Stated goal
Return exactly the lines that run from the one containing "Could you point to the roof" to the end of the entries, with both ends included.

Items
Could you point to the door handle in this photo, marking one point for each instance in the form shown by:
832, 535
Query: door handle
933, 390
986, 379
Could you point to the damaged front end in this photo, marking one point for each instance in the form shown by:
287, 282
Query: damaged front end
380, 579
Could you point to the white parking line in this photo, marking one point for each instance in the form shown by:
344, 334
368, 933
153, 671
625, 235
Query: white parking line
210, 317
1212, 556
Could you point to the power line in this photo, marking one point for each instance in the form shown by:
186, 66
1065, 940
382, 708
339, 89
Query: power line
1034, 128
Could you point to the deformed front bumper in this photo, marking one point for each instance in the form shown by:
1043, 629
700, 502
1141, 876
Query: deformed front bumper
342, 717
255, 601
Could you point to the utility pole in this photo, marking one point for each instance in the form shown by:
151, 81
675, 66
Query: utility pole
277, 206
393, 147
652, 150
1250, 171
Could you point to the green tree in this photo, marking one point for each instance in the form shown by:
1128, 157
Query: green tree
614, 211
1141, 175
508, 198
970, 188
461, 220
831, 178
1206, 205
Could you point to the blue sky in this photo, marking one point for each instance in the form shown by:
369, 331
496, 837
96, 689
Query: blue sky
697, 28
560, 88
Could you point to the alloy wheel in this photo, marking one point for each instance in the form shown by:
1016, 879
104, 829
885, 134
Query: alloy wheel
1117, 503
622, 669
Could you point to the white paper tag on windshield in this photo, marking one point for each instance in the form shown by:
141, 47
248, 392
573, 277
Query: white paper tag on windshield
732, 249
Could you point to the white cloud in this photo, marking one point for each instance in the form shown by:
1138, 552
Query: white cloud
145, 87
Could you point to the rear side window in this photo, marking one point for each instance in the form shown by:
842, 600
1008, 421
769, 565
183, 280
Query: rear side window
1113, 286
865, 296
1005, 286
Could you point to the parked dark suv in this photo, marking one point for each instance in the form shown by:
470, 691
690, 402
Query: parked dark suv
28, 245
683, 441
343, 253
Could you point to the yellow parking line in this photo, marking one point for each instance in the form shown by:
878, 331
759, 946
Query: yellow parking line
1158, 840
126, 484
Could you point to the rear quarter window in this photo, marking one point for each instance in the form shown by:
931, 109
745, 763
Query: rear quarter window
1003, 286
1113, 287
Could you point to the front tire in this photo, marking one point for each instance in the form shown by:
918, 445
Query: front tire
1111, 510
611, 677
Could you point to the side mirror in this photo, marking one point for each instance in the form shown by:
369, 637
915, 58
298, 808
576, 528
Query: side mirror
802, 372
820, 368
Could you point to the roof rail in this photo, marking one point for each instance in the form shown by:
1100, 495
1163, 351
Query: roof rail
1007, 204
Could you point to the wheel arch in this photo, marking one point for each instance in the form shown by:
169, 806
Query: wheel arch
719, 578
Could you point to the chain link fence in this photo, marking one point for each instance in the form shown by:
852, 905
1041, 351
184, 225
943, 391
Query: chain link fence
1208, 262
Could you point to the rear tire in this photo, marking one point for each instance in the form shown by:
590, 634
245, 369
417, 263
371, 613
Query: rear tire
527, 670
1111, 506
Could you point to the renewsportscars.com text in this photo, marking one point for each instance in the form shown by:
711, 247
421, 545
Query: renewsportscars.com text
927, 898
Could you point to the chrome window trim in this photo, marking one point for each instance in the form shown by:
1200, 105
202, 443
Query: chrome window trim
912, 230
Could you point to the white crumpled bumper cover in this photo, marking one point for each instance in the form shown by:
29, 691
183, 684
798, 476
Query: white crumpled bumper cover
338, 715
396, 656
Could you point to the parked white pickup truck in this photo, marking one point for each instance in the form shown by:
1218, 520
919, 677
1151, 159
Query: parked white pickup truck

The reply
Could you point to the roof rail in this photo, marking one point for each instance in the form shown by:
1100, 495
1163, 351
Query: roof rail
1007, 204
Could you point to the wheel arch in this photo, marking one point for each instance in the form shown by:
169, 806
Query: wheel arch
719, 578
Could you point to the chain link fence in this photo, marking one point for each instance in the form shown by:
852, 905
1041, 351
184, 225
943, 391
Query: chain link fence
1208, 262
Could you point to the rear tire in this photo, marking one point for each instance in the form shown by:
590, 634
245, 369
417, 263
371, 613
Query: rear tire
527, 670
1111, 506
Could you point to the renewsportscars.com text in this photo, marking one point for each instance in the form shown by:
711, 247
421, 545
Query: renewsportscars.com text
927, 898
Could you point to the chrome window trim in this photo, marking one point for each instance in the form shown by:
1200, 105
202, 443
Query: chrome window trim
912, 230
Could you point to the white crumpled bumper cover in this photo, marking one point for each instance in the form shown by:
29, 691
183, 684
798, 476
Query: white crumpled bumper cover
338, 715
396, 656
Could you point to the parked white pickup truck in this photo, marking one point for each instance in the form shown by:
1218, 520
919, 677
1151, 159
Query: parked white pickup truck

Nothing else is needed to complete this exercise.